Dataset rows
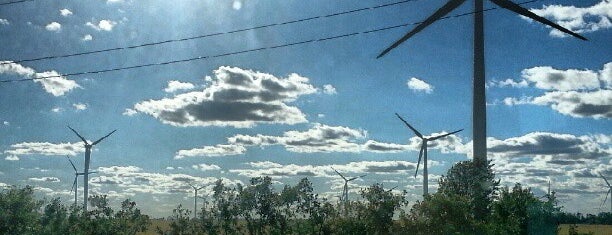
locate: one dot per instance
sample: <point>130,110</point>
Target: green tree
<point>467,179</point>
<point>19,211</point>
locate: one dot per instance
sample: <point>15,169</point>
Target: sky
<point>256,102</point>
==
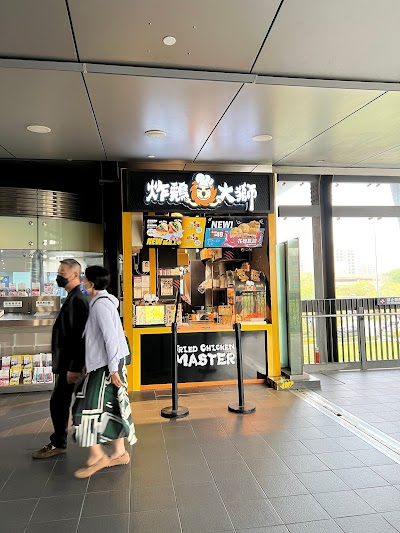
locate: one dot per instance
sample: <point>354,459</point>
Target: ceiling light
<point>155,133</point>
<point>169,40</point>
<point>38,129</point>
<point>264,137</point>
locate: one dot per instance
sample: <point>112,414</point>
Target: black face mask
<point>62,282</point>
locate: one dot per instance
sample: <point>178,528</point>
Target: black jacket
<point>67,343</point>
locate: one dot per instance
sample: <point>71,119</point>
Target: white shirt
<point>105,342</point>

• [GOAL]: Select each line of the rows above that contains the word "black", and copy those lines.

• [PROBLEM SOLUTION]:
Target: black face mask
Target: black jacket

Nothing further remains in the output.